Goal of the exercise. An exact copy of every entry is needed here; the images stay out.

Start of Block

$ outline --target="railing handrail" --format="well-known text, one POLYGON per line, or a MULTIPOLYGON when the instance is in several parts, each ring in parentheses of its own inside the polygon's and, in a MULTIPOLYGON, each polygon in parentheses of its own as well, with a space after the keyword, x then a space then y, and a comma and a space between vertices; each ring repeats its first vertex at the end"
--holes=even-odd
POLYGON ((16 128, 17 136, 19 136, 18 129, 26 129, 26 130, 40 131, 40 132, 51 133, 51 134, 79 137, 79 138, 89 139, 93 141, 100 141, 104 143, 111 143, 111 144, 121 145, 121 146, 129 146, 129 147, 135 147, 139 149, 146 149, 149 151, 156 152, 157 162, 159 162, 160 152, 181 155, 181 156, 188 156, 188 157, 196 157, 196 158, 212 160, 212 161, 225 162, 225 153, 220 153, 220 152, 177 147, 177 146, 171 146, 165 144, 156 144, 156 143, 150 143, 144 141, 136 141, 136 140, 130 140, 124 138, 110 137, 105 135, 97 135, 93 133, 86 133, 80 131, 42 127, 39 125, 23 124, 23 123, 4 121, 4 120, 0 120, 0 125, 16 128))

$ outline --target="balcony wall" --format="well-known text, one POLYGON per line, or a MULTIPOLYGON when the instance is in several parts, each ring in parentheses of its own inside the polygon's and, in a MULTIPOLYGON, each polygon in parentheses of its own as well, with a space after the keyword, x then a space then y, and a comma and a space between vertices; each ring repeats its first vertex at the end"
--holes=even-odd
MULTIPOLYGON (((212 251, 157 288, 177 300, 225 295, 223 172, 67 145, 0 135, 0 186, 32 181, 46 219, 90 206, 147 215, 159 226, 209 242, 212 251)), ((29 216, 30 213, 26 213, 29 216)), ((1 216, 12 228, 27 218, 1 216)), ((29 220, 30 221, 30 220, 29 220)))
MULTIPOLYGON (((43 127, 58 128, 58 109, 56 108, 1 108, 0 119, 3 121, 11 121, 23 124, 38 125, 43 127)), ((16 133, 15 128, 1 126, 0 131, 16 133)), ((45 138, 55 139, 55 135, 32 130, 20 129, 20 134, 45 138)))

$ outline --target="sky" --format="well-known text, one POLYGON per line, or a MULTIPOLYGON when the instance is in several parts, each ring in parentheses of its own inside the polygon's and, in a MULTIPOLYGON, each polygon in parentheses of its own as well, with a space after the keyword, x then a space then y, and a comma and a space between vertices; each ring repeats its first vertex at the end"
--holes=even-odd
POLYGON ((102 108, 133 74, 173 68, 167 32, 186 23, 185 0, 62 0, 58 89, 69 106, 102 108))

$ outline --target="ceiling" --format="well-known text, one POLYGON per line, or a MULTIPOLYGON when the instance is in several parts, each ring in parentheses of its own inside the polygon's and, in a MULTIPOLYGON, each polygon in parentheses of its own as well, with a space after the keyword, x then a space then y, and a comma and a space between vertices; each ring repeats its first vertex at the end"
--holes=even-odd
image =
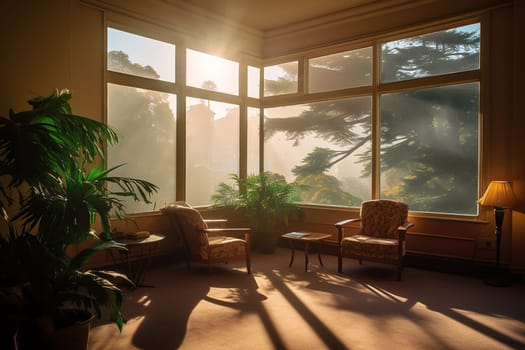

End of Block

Written answer.
$ outline --target="railing handrail" --format="well-known text, one POLYGON per line, or a MULTIPOLYGON when the instance is in several parts, each ring in parentheses of its own inside the polygon's and, in a MULTIPOLYGON, each polygon in parentheses of its own as well, with a space after the keyword, x then a space then y, and a comma and a space between vertices; each ring repeats its first vertex at the end"
--holes=even-odd
POLYGON ((16 128, 17 136, 19 136, 18 129, 26 129, 26 130, 40 131, 40 132, 51 133, 51 134, 79 137, 79 138, 89 139, 93 141, 100 141, 104 143, 111 143, 111 144, 121 145, 121 146, 129 146, 129 147, 135 147, 139 149, 146 149, 149 151, 156 152, 157 162, 159 162, 160 152, 181 155, 181 156, 188 156, 188 157, 196 157, 196 158, 212 160, 212 161, 225 162, 225 153, 220 153, 220 152, 177 147, 177 146, 171 146, 165 144, 156 144, 156 143, 150 143, 144 141, 136 141, 136 140, 130 140, 124 138, 110 137, 105 135, 97 135, 93 133, 86 133, 80 131, 42 127, 39 125, 23 124, 23 123, 4 121, 4 120, 0 120, 0 125, 16 128))

$ outline --target="balcony wall" --format="well-known text, one POLYGON per line, or a MULTIPOLYGON when the instance is in several parts, each ring in parentheses of its own inside the polygon's and, in a MULTIPOLYGON, each polygon in parentheses of its own as well, with a space after the keyword, x then a space then y, and a comma and a space between vertices; each ring repeats its first vertex at the end"
--holes=even-odd
MULTIPOLYGON (((212 251, 157 288, 177 300, 225 295, 223 172, 67 145, 0 135, 0 186, 32 181, 46 219, 90 206, 147 215, 159 226, 209 242, 212 251)), ((29 216, 30 213, 26 213, 29 216)), ((1 216, 12 228, 27 218, 1 216)), ((29 220, 30 221, 30 220, 29 220)))
MULTIPOLYGON (((43 127, 58 128, 58 109, 56 108, 1 108, 0 119, 3 121, 11 121, 23 124, 38 125, 43 127)), ((16 133, 15 128, 1 126, 0 131, 16 133)), ((45 138, 55 139, 55 135, 32 130, 20 129, 20 134, 45 138)))

$ outline --target="sky" --format="well-known text, one POLYGON per line, or a MULTIPOLYGON when the instance is in several parts, each ring in parentheses of its own inside the polygon's and, in a MULTIPOLYGON, each polygon in parentheses of its own as well, with a space after the keyword, x then a space then y, and a comma and a space between vertices; each ring repeats its first vertex at the end"
--holes=even-odd
POLYGON ((102 108, 133 74, 173 68, 167 32, 186 23, 185 0, 62 0, 58 89, 69 106, 102 108))

$ outline --target="ceiling" --format="well-known text, one POLYGON per line, or a MULTIPOLYGON when the instance is in several parts, each ring in parentheses of its own inside the polygon's and, in a MULTIPOLYGON, each polygon in parentheses of its own as well, with a space after the keyword, x then a space then y, and a comma and a space between vertices; each ring repeats its first vertex at the end"
--holes=even-odd
image =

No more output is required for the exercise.